* **Directions**
Omit images. Retype all entries verbatim.

(Stored data entries)
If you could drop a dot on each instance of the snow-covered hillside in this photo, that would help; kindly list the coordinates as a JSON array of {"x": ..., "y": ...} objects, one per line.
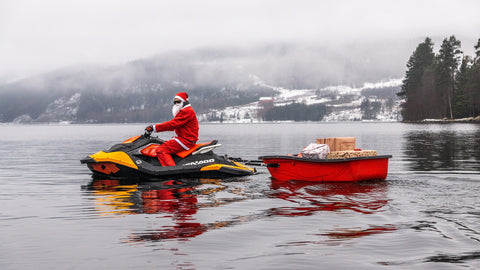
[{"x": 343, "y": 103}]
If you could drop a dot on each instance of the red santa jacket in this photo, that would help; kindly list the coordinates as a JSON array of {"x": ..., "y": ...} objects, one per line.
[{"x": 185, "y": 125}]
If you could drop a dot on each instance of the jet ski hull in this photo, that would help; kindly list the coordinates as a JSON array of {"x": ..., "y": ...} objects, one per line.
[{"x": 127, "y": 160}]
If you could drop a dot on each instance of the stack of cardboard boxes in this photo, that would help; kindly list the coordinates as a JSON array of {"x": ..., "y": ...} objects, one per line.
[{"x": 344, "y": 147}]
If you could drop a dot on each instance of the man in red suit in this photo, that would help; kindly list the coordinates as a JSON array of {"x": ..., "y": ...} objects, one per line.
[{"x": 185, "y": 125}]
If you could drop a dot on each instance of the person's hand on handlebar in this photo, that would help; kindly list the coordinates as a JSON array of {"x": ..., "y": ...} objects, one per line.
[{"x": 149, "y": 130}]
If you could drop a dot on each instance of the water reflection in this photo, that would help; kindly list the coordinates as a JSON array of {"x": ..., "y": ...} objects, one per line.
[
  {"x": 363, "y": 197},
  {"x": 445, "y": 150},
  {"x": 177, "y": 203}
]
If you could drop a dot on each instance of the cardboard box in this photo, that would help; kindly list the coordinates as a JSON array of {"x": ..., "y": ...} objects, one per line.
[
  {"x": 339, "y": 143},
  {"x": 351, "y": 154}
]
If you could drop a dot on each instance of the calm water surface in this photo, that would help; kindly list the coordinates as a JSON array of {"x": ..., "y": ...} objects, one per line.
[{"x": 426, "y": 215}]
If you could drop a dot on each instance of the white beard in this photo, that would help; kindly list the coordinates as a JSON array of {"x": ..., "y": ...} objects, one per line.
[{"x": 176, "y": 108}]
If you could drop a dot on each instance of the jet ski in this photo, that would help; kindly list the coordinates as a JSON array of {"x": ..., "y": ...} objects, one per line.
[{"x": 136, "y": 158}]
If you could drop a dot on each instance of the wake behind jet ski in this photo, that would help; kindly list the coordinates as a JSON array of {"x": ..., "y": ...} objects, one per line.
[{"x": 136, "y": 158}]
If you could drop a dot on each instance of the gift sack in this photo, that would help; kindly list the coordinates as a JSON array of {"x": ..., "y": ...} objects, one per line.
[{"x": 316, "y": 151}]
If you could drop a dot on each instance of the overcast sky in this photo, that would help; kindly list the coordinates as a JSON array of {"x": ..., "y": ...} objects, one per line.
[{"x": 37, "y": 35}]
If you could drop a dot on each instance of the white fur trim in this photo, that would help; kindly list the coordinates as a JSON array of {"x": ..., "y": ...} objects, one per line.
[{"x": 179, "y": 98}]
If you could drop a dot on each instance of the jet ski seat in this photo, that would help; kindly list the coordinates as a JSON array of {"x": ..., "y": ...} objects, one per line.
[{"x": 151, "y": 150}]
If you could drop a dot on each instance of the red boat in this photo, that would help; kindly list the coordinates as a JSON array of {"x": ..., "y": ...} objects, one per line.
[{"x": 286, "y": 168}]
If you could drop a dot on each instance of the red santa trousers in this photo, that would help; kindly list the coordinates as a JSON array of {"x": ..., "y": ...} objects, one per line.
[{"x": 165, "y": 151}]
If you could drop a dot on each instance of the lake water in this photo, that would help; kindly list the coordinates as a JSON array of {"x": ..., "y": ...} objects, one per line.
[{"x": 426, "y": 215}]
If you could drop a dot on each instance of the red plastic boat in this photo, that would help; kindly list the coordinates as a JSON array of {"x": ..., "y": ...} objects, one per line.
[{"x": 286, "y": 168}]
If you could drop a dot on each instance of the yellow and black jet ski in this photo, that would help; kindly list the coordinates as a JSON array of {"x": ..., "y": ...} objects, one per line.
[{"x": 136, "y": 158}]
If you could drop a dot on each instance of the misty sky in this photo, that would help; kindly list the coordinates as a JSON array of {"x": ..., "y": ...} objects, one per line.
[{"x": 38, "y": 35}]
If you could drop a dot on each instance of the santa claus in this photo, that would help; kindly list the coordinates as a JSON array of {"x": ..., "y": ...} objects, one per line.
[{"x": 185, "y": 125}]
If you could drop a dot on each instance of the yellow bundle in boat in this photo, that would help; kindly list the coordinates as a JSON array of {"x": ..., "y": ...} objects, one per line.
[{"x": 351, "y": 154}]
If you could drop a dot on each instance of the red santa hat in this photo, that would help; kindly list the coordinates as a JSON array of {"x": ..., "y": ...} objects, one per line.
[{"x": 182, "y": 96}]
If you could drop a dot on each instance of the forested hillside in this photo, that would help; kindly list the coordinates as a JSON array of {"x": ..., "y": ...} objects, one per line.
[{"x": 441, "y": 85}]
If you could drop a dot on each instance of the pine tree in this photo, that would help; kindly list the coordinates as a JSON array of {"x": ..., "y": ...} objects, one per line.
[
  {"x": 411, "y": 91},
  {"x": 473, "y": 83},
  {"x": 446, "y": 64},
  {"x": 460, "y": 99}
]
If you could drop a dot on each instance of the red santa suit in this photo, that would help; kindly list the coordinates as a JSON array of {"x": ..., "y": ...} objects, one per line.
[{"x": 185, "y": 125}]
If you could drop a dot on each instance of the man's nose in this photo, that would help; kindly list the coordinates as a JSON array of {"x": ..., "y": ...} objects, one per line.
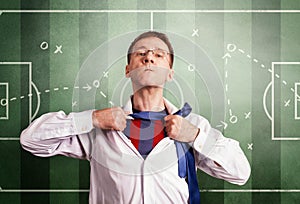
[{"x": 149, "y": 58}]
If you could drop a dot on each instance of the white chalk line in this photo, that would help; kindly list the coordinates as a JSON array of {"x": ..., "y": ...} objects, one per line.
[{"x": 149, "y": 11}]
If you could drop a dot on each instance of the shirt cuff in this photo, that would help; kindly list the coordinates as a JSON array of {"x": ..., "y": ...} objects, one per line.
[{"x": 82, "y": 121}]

* **Final result**
If you could drop a dot on each instance of the snow-covered hillside in this photo, that would help; kindly list the coordinates as a JSON array of {"x": ..., "y": ...} objects, one per line.
[{"x": 343, "y": 103}]
If you could drop a dot on each instance of the red santa jacket in this photo, that would help; kindly list the coordinates as a JSON array of {"x": ..., "y": ...} objects, one per line.
[{"x": 185, "y": 125}]
If you could drop a dot on each instance of the jet ski hull in this photo, that would help; kindly list the coordinates as a JSON array of {"x": ..., "y": ...} objects, one per line.
[{"x": 127, "y": 160}]
If you could drop a dot on each instance of the stack of cardboard boxes in this photo, that would help; kindly list the coordinates as a JSON array of {"x": ..., "y": ...} objects, one per line.
[{"x": 344, "y": 147}]
If you could drop a dot on each instance of the man in red suit in this photo, that would help; kindly list the coordinates as a JSON array of {"x": ..., "y": ...} objects, one per line.
[{"x": 185, "y": 125}]
If you could drop a dot on each instance of the person's hand on handlebar in this photo, that would help; kindly list the coordinates as a JSON array of {"x": ..., "y": ...} objects, one per line.
[{"x": 149, "y": 130}]
If you could drop a dot on each instance of the water reflection in this photo, that would help; kindly list the coordinates as a JSON array of {"x": ..., "y": ...} objects, one per line.
[
  {"x": 363, "y": 197},
  {"x": 445, "y": 150},
  {"x": 177, "y": 203}
]
If you could drop a dot on each instance of the cardboard box in this photo, that would help; kindly list the coordinates as a JSON array of {"x": ..., "y": ...} objects, one per line.
[
  {"x": 339, "y": 143},
  {"x": 351, "y": 154}
]
If you could drop a dot on each instance of the calm water surface in this photo, that would help; kindly list the coordinates as a JSON array of {"x": ..., "y": ...} objects, one per line.
[{"x": 426, "y": 215}]
If you could drop a dot on each instance of the white beard in this photo, that would help; kindly list the coordinates as a JSON array of {"x": ..., "y": ...} objects, one per line.
[{"x": 176, "y": 108}]
If you could drop a dot on each instance of the jet ski in this photo, that would help; kindly list the coordinates as a JSON array of {"x": ..., "y": ...} objects, one per line.
[{"x": 136, "y": 158}]
If you could drop a dot on each instance of the wake behind jet ski in this photo, that would help; kindly list the coordinates as a JSON array of {"x": ..., "y": ...} objects, one per line.
[{"x": 136, "y": 158}]
If you could drop a dot on each instance of the gift sack in this photo, that would help; kindly list the coordinates as a JSON array of {"x": ..., "y": ...} objects, one per line.
[{"x": 316, "y": 151}]
If you could drop a dot on each instance of the overcast sky in this photo, that would help; kindly list the coordinates as a JSON array of {"x": ..., "y": ...} objects, one per line.
[{"x": 37, "y": 35}]
If you could drop a dot on each instance of the white fur trim in this photo, that would help; kindly list the coordinates as a JSON array of {"x": ..., "y": ...} objects, one per line.
[{"x": 179, "y": 98}]
If you could drop a dot on each instance of the jet ski seat in this photo, that would help; kindly list the coordinates as a JSON array of {"x": ..., "y": ...} objects, one per line.
[{"x": 151, "y": 150}]
If you could drop a dot on each instance of the red boat in this photo, that would help; kindly list the coordinates as a JSON array of {"x": ..., "y": ...} objects, one per line.
[{"x": 286, "y": 168}]
If you could drop a dot on each instance of the red santa trousers in this photo, that would help; kindly list the coordinates as a JSON array of {"x": ..., "y": ...} objects, one per line.
[{"x": 165, "y": 151}]
If you could drop a dot on each instance of the lake water in this photo, that would help; kindly list the coordinates as a JSON array of {"x": ..., "y": ...} objects, one per line.
[{"x": 426, "y": 215}]
If you could drop a dot on each instance of the red plastic boat in this photo, that would help; kindly list the coordinates as a JSON array of {"x": ..., "y": ...} objects, one per line.
[{"x": 286, "y": 168}]
If you could drop a dot on each instance of the yellow and black jet ski in this photo, that would help; kindly list the coordinates as a JSON array of {"x": ..., "y": ...} objects, one per line.
[{"x": 136, "y": 158}]
If you could drop a dot on each instance of the misty sky in this photo, that would help; kindly list the coordinates as a JSON array of {"x": ..., "y": ...} objects, one per line.
[{"x": 38, "y": 35}]
If you could drop a dot on each instance of the santa claus in this photo, that would help; kindly list the coordinates as a JSON array of {"x": ..., "y": ...} objects, one per line.
[{"x": 185, "y": 125}]
If you could drop a dot on each instance of the yellow bundle in boat in this photo, that would help; kindly list the coordinates as a JSON array of {"x": ..., "y": ...} objects, one per line.
[{"x": 351, "y": 154}]
If you could drop a dot on each instance of the red santa hat in this photo, that would help; kindly list the coordinates as a JSON array of {"x": ..., "y": ...} objects, one per line.
[{"x": 182, "y": 96}]
If you could drop a dot on each instance of the forested hillside in this photo, that would help; kindly list the coordinates as a JSON array of {"x": ..., "y": ...} objects, one per line.
[{"x": 441, "y": 85}]
If you could drop a dot on each instance of the pine tree in this photo, that would help; kindly list the coordinates as a JSON array of {"x": ..., "y": ...} objects, one per line.
[
  {"x": 411, "y": 91},
  {"x": 473, "y": 83},
  {"x": 446, "y": 64},
  {"x": 460, "y": 99}
]
If you could drop a dot on each instance of the red santa suit in this photo, that would help; kindly list the coordinates as a JSON array of {"x": ..., "y": ...} objects, one per line.
[{"x": 185, "y": 125}]
If you could drop a dot on each instance of the man's nose in this photo, that would help; kindly list the coordinates as a JSON array of {"x": ..., "y": ...} objects, one per line.
[{"x": 149, "y": 58}]
If you could drop a dot on each instance of the white chalk line in this photo, that would help; kindly list the coordinates as a JSON array of {"x": ..., "y": ...} objects, one per line.
[{"x": 149, "y": 11}]
If you could drop a dot on each instance of the shirt cuff in this photo, that would help; kindly list the coordinates as a JSON array of {"x": ..., "y": ...} objects, one per line.
[{"x": 82, "y": 121}]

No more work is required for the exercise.